■ EXERCISE PROMPT ■
Please rewrite the records below as a two-column CSV with one row per record, using the headers "record_text" and "answer". Put each value in a single quoted field, and turn any line breaks into spaces.

(Raw records)

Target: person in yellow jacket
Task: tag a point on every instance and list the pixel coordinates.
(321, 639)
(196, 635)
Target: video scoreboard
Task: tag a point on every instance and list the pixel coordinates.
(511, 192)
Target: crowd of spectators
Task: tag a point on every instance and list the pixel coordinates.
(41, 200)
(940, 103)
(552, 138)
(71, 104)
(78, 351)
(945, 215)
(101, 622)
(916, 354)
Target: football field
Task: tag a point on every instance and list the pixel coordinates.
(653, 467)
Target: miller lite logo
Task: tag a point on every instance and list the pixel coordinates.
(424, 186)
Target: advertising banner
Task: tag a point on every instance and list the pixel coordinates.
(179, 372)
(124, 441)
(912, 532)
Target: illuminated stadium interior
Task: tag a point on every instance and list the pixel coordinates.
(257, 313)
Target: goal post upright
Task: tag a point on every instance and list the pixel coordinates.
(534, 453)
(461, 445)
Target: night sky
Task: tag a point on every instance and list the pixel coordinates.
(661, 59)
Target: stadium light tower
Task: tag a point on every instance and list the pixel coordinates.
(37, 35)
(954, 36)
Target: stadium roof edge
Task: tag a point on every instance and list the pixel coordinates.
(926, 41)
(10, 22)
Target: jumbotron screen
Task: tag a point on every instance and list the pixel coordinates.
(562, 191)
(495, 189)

■ ANSWER IN FULL ■
record_text,answer
"Target: person in yellow jacket Task: tag a point on every instance and list the pixel coordinates.","(321, 639) (196, 635)"
"Target: video scoreboard Task: tag a point on every instance and list the pixel coordinates.","(511, 192)"
"Target: crowd of spectators Task: tag a point on every instance and list the pixel coordinates.","(41, 200) (940, 103) (552, 138) (71, 104) (78, 351) (945, 215) (101, 622) (916, 354)"
"Target: football field Task: tag a point on every instance and list the pixel coordinates.","(653, 467)"
"Target: miller lite logo Task: tag a point on every instance and list the pixel coordinates.","(424, 186)"
"Target: advertising banner Task: tag a point on every instance and list the pixel coordinates.","(179, 372) (124, 441) (912, 532)"
"Target: illuminated stadium interior Task: tag a point on every instance and list the pixel coordinates.","(257, 313)"
"Target: goal post upright Task: tag a point on every instance and list the pixel coordinates.","(534, 453) (461, 445)"
"Target: night sky Task: tag a point on every instance and list the pixel coordinates.","(661, 59)"
"Target: stadium light tower Task: tag a point on every instance and list the pixel coordinates.","(37, 35) (954, 36)"
"Target: stadium roof edge Task: tag a point on every instance and list the pixel coordinates.","(926, 41) (10, 22)"
"Target: jumbotron screen Task: tag a point on every instance and list the pixel coordinates.","(562, 191) (495, 189)"